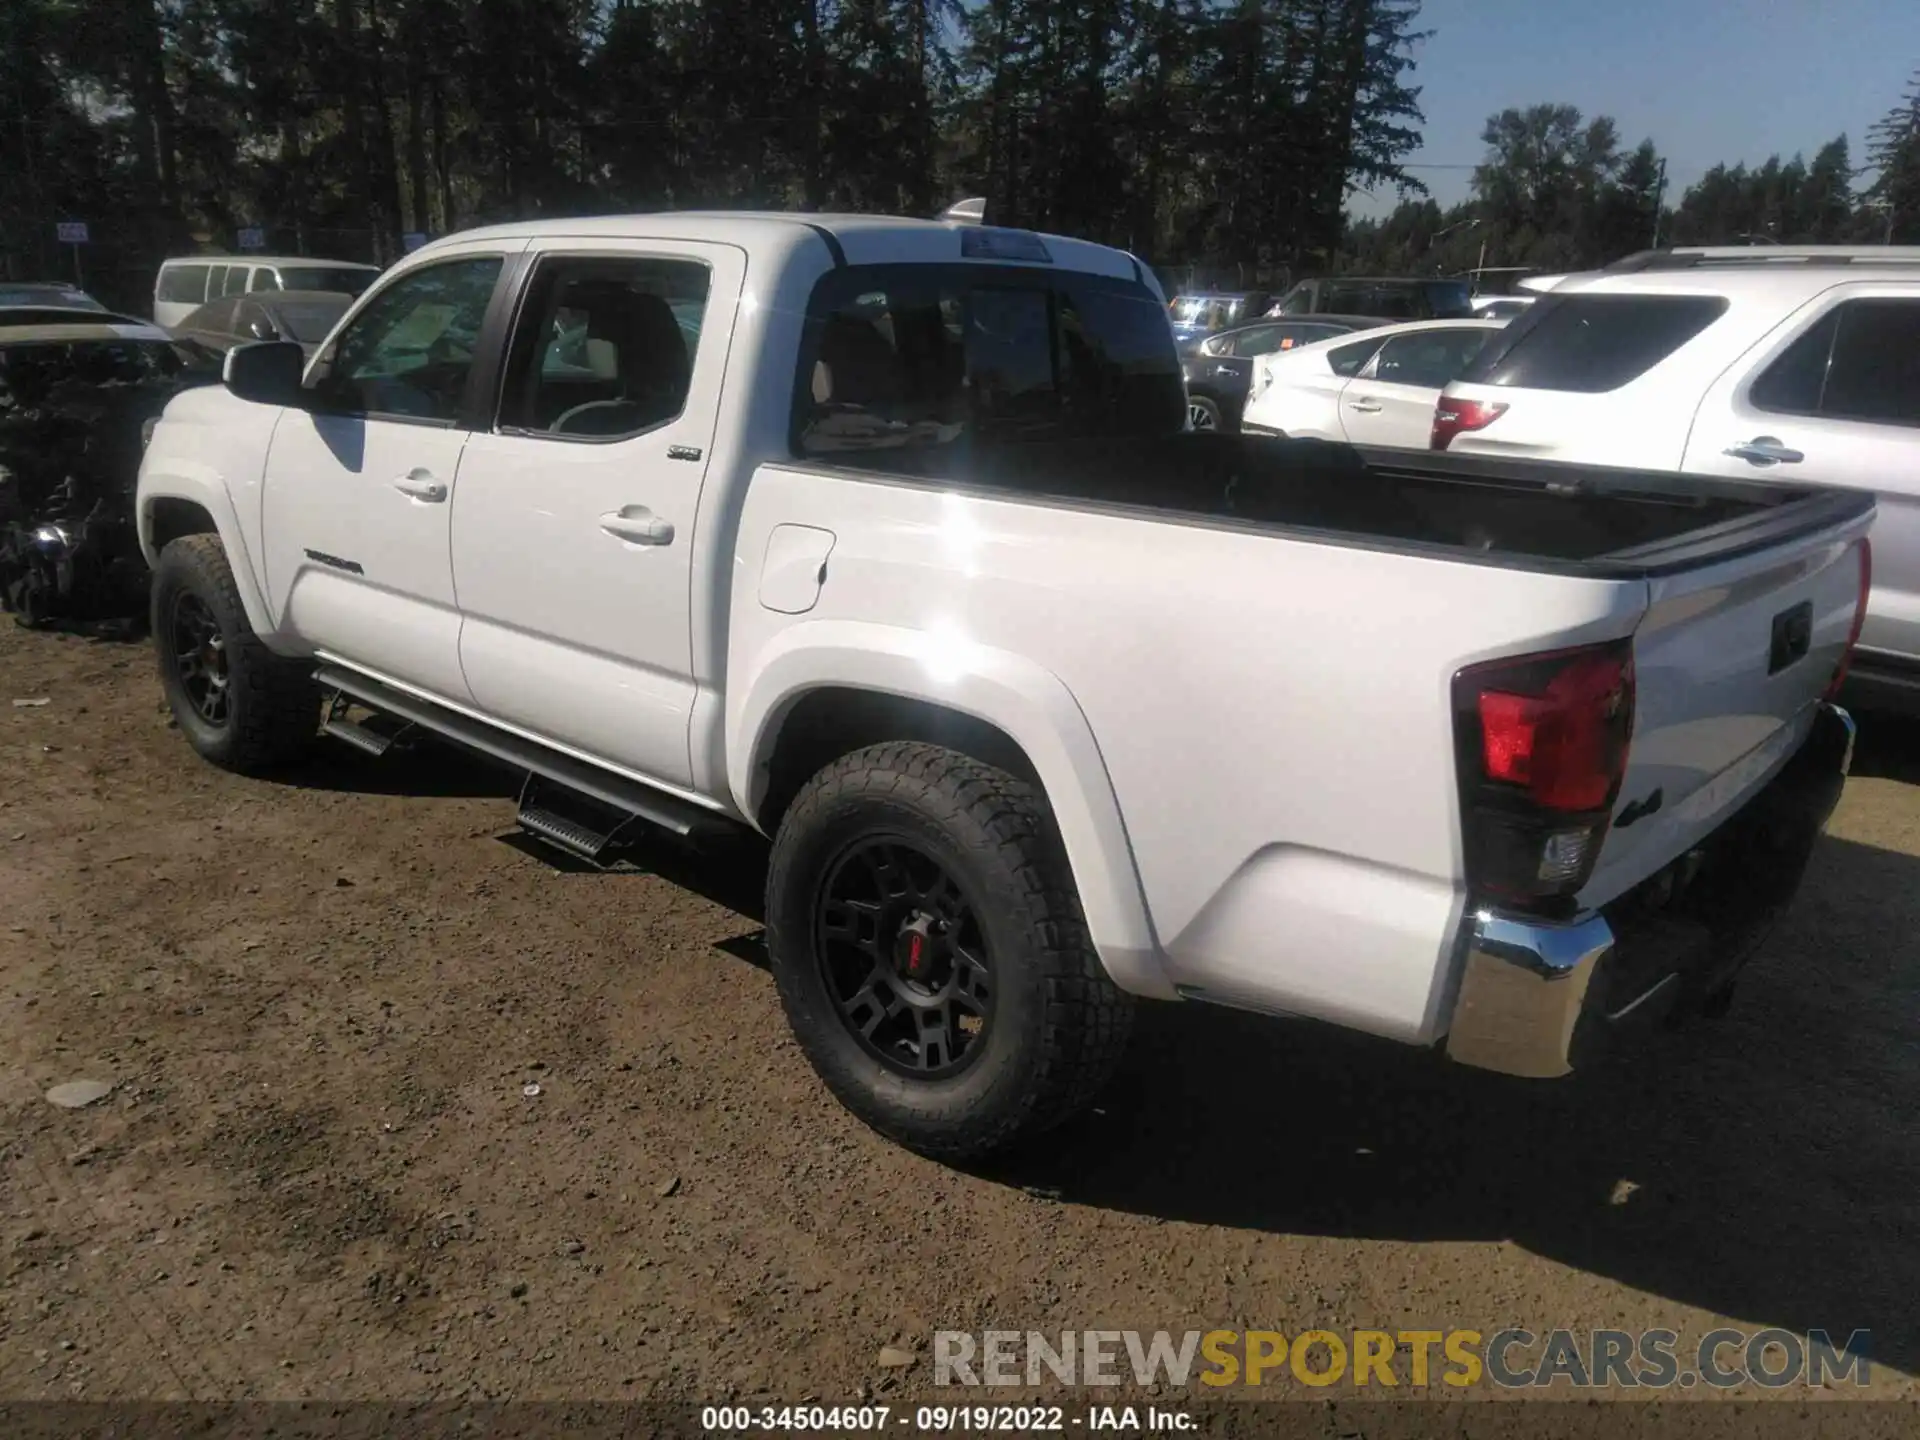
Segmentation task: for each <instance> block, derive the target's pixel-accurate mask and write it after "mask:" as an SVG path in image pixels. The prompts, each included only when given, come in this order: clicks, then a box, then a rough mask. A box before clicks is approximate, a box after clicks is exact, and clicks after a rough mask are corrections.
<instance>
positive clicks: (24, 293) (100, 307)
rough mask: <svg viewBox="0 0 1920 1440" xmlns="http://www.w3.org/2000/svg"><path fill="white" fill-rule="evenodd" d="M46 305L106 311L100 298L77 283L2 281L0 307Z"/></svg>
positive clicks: (52, 307) (0, 282)
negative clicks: (29, 282)
mask: <svg viewBox="0 0 1920 1440" xmlns="http://www.w3.org/2000/svg"><path fill="white" fill-rule="evenodd" d="M19 307H29V309H33V307H44V309H90V311H104V309H106V305H102V303H100V301H98V300H94V298H92V296H90V294H86V292H84V290H81V288H79V286H77V284H65V282H63V280H50V282H46V284H38V282H36V284H12V282H0V309H19Z"/></svg>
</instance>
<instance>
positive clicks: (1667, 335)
mask: <svg viewBox="0 0 1920 1440" xmlns="http://www.w3.org/2000/svg"><path fill="white" fill-rule="evenodd" d="M1432 445H1434V447H1436V449H1438V447H1444V449H1452V451H1455V453H1476V455H1503V457H1526V459H1553V461H1580V463H1590V465H1624V467H1642V468H1663V470H1686V472H1690V474H1707V476H1728V478H1738V480H1782V482H1788V484H1809V482H1812V484H1834V486H1857V488H1860V490H1876V492H1878V493H1880V518H1878V520H1876V524H1874V538H1872V540H1874V551H1872V564H1874V574H1872V603H1870V607H1868V612H1866V628H1864V630H1862V634H1860V653H1859V657H1857V660H1855V680H1857V685H1855V693H1857V695H1860V697H1862V699H1870V701H1872V703H1874V705H1884V707H1889V708H1914V707H1920V246H1907V248H1901V246H1805V248H1797V246H1743V248H1724V250H1722V248H1707V250H1670V252H1647V253H1642V255H1632V257H1628V259H1624V261H1620V263H1619V265H1613V267H1609V269H1605V271H1597V273H1592V275H1574V276H1567V278H1561V280H1559V282H1557V284H1555V286H1553V290H1551V292H1549V294H1546V296H1542V298H1540V303H1536V305H1534V307H1532V311H1530V313H1528V315H1526V317H1523V319H1519V321H1515V323H1513V324H1511V326H1509V328H1507V332H1505V334H1503V336H1501V338H1500V340H1498V342H1496V344H1490V346H1488V348H1486V349H1484V351H1482V353H1480V355H1478V357H1476V359H1475V363H1473V365H1471V367H1469V369H1467V371H1465V372H1463V374H1461V376H1459V380H1457V382H1455V384H1452V386H1448V392H1446V399H1444V403H1442V405H1440V407H1438V413H1436V419H1434V426H1432Z"/></svg>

::::

_Job item_
Rewrite the records with "positive clicks" replaced by "foreground clicks" everywhere it occurs, keeping all other text the same. Leave out the pictures.

_Solved problem_
Segmentation task: for each <instance> block, derive the target's pixel-accurate mask and write it after "mask:" as an SVG path in image pixels. The prompts, each included only when given, come in this order: clicks, then a box, then a rough mask. A box before clicks is approximate, a box after clicks is exact, and clicks after a rough mask are corrections.
<instance>
foreground clicks: (24, 293) (100, 307)
rough mask: <svg viewBox="0 0 1920 1440" xmlns="http://www.w3.org/2000/svg"><path fill="white" fill-rule="evenodd" d="M46 305L106 311L100 298L77 283L2 281L0 307Z"/></svg>
foreground clicks: (52, 307) (0, 282)
negative clicks: (29, 282)
mask: <svg viewBox="0 0 1920 1440" xmlns="http://www.w3.org/2000/svg"><path fill="white" fill-rule="evenodd" d="M19 307H29V309H33V307H44V309H90V311H104V309H106V305H102V303H100V301H98V300H94V298H92V296H90V294H86V292H84V290H81V288H79V286H77V284H65V282H63V280H50V282H46V284H38V282H36V284H12V282H0V309H19Z"/></svg>
</instance>
<instance>
foreground clicks: (1667, 335)
mask: <svg viewBox="0 0 1920 1440" xmlns="http://www.w3.org/2000/svg"><path fill="white" fill-rule="evenodd" d="M1432 445H1434V447H1436V449H1438V447H1444V449H1452V451H1455V453H1476V455H1503V457H1526V459H1553V461H1580V463H1590V465H1624V467H1642V468H1663V470H1686V472H1690V474H1707V476H1728V478H1738V480H1782V482H1788V484H1809V482H1812V484H1834V486H1857V488H1860V490H1876V492H1878V493H1880V518H1878V520H1876V524H1874V538H1872V540H1874V551H1872V564H1874V574H1872V603H1870V607H1868V612H1866V628H1864V630H1862V634H1860V653H1859V657H1857V660H1855V680H1857V685H1855V693H1857V695H1860V697H1862V699H1870V701H1872V703H1874V705H1884V707H1889V708H1914V707H1920V246H1907V248H1901V246H1805V248H1797V246H1743V248H1724V250H1722V248H1707V250H1670V252H1647V253H1642V255H1632V257H1628V259H1624V261H1620V263H1619V265H1613V267H1609V269H1605V271H1597V273H1592V275H1574V276H1567V278H1561V280H1559V282H1557V284H1555V286H1553V290H1551V292H1549V294H1546V296H1542V298H1540V303H1536V305H1534V307H1532V311H1530V313H1528V315H1526V317H1523V319H1519V321H1515V323H1513V324H1511V326H1509V328H1507V332H1505V334H1503V336H1501V338H1500V340H1498V342H1496V344H1490V346H1488V348H1486V349H1484V351H1482V353H1480V355H1478V357H1476V359H1475V363H1473V365H1471V367H1469V369H1467V371H1465V372H1463V374H1461V376H1459V380H1457V382H1455V384H1452V386H1448V392H1446V399H1444V403H1442V405H1440V407H1438V413H1436V419H1434V426H1432Z"/></svg>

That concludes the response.